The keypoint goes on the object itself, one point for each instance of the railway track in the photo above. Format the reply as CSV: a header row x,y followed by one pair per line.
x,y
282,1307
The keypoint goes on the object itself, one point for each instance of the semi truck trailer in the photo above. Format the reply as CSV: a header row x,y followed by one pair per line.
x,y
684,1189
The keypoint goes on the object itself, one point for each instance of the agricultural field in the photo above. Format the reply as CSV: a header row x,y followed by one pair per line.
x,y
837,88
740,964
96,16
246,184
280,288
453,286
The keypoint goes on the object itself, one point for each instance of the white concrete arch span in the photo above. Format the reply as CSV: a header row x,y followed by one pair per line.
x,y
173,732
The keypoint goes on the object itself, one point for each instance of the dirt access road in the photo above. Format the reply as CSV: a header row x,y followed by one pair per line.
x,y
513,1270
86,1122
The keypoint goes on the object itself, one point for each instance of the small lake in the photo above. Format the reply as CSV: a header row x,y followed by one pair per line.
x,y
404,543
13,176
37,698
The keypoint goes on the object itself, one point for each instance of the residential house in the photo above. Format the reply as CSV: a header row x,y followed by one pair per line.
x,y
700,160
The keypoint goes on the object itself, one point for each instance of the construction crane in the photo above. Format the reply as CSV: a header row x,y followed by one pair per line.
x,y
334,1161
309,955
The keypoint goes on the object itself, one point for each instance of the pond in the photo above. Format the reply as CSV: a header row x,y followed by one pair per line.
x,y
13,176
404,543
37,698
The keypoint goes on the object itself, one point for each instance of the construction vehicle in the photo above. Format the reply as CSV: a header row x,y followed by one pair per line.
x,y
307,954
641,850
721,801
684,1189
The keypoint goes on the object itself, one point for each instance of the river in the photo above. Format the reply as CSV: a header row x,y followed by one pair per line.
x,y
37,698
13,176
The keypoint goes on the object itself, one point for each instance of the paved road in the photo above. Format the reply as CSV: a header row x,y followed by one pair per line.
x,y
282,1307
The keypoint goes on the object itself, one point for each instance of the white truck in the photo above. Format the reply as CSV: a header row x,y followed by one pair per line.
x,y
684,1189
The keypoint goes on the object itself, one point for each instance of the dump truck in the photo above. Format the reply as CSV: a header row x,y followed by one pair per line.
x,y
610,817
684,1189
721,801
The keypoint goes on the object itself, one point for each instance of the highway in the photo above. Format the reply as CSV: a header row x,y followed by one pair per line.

* [Written task] Reproduce verbatim the lines of the material, beginning with the line that contains "the white truck" and continuing through the final line of the material.

* [Correct answer]
The keypoint goes on the object itself, one point for each instance of the white truck in the photo above. Format the reply as CSV: a header row x,y followed by one pair per line.
x,y
684,1189
The keypoint goes on the object itself, one point for each instance of the dump truck in the photo above. Format the reply as CSV: a header row x,y followed by one pair per line.
x,y
610,817
684,1189
721,801
The keypoint goes on the object itself, one point for each instance of the highway in the photo above. Format the reply as CSV: a header row x,y followed by one pair per line.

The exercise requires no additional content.